→ **DIRECTIVE**:
Transcribe every line of the material that follows, keeping each character unchanged.
+ + + +
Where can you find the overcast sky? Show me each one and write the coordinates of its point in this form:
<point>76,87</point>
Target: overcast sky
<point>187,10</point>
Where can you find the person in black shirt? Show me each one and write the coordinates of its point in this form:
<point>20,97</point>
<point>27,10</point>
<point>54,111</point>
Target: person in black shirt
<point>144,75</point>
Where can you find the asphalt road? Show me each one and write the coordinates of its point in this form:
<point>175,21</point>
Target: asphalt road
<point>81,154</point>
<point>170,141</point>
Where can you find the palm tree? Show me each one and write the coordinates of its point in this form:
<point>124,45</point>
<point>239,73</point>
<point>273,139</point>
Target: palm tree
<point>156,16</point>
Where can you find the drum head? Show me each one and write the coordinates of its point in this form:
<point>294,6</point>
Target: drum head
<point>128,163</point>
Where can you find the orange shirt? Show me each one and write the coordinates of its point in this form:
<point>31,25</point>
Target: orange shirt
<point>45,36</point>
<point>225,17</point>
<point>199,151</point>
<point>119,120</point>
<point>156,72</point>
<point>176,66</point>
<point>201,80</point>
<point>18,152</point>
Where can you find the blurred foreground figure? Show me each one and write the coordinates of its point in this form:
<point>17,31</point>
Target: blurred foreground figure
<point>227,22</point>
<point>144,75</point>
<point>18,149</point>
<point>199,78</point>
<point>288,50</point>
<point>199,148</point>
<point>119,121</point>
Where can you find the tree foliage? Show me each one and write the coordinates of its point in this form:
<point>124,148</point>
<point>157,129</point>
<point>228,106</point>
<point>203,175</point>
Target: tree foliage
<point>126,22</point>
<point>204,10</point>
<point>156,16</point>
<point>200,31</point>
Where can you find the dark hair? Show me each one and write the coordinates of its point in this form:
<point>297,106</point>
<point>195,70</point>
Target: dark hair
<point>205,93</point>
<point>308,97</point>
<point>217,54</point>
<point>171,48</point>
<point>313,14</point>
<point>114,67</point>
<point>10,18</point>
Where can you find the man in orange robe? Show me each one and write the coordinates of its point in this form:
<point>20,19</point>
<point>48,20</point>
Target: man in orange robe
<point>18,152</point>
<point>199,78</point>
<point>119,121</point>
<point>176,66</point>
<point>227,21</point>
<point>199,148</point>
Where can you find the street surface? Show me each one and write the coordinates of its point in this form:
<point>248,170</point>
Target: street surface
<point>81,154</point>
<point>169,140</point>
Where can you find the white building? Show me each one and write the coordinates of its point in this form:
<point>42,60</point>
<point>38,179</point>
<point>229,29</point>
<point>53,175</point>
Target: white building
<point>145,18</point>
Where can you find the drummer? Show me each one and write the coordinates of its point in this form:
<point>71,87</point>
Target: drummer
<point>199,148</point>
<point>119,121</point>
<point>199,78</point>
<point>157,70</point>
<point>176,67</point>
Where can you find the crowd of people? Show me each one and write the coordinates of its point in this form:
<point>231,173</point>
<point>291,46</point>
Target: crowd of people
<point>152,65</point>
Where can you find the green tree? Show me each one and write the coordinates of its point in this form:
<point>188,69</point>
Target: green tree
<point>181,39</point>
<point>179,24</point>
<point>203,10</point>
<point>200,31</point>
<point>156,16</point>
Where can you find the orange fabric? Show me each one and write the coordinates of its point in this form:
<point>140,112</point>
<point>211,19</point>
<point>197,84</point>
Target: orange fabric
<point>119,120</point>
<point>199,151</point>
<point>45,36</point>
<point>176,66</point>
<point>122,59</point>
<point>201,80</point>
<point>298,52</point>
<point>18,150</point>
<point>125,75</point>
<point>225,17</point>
+ + + +
→ **ANSWER TO THE PROBLEM**:
Where can you find the overcast sky? Show me each one and write the coordinates of its point in this form:
<point>76,87</point>
Target: overcast sky
<point>187,10</point>
Where can you find the person in black shirt? Show me each one and write the coordinates of its point in this form:
<point>20,97</point>
<point>27,10</point>
<point>54,111</point>
Target: person in black shirt
<point>144,75</point>
Where can you find the asphalt road? Show me each one and write the coordinates of its point in this form:
<point>175,21</point>
Target: asphalt road
<point>81,154</point>
<point>170,141</point>
Where can you find the palm tree? Show me each one and write the coordinates of its point in this form:
<point>124,45</point>
<point>239,73</point>
<point>273,139</point>
Target: palm tree
<point>156,16</point>
Where can you find the drum head? Show me each one and write the coordinates of its point in this form:
<point>294,6</point>
Target: drum head
<point>128,163</point>
Where can you find the orange shirt? Show me each one and write the coordinates of its point in this form:
<point>31,25</point>
Target: orange shirt
<point>45,36</point>
<point>225,17</point>
<point>199,151</point>
<point>119,120</point>
<point>156,72</point>
<point>176,66</point>
<point>201,80</point>
<point>18,152</point>
Where can you find the blurred foreground figure? Show me each one and write the coordinates of its point in this form:
<point>17,31</point>
Target: blurred foreground figure
<point>227,22</point>
<point>144,75</point>
<point>18,149</point>
<point>199,78</point>
<point>288,50</point>
<point>199,148</point>
<point>119,121</point>
Where can you find the tree foliage? Show me each one and write the coordinates of its point in this form:
<point>124,148</point>
<point>157,129</point>
<point>228,106</point>
<point>203,175</point>
Target: tree foliage
<point>126,22</point>
<point>204,10</point>
<point>156,16</point>
<point>200,31</point>
Where can you find the dark hair? Show me each one and write the coordinates of its point in this form:
<point>297,106</point>
<point>195,70</point>
Target: dark hair
<point>205,93</point>
<point>308,97</point>
<point>217,54</point>
<point>171,48</point>
<point>313,14</point>
<point>114,67</point>
<point>10,18</point>
Where can you find the man in orange robe? Show me each one and write the coordinates of its point in this form:
<point>20,19</point>
<point>48,20</point>
Target: man in orange robe
<point>18,152</point>
<point>199,78</point>
<point>119,121</point>
<point>176,66</point>
<point>227,21</point>
<point>199,148</point>
Where can you find the street surface? Show me each one and write the coordinates of its point in this form:
<point>248,170</point>
Target: street surface
<point>81,154</point>
<point>169,140</point>
Where can you find the white building? Show me each one and write the coordinates of its point in this form:
<point>42,60</point>
<point>38,179</point>
<point>229,29</point>
<point>53,175</point>
Target: white building
<point>145,18</point>
Where can you find the drummer? Show me each one and write the coordinates of its point in this form:
<point>71,87</point>
Target: drummer
<point>199,148</point>
<point>119,121</point>
<point>199,78</point>
<point>157,70</point>
<point>176,67</point>
Where can you find the crowd of people? Show me each one and write the coordinates of its point in this form:
<point>231,173</point>
<point>291,46</point>
Target: crowd of people
<point>152,65</point>
Where can you find the green tree? Show me each one and write the coordinates of its point in this form:
<point>188,69</point>
Target: green tree
<point>181,39</point>
<point>179,24</point>
<point>203,10</point>
<point>200,31</point>
<point>156,16</point>
Where can you find the orange fabric? Show me each one and write the coordinates of its point in this form:
<point>140,112</point>
<point>211,19</point>
<point>197,84</point>
Target: orange fabric
<point>119,120</point>
<point>199,151</point>
<point>45,36</point>
<point>176,66</point>
<point>122,59</point>
<point>201,80</point>
<point>298,52</point>
<point>18,150</point>
<point>125,75</point>
<point>225,17</point>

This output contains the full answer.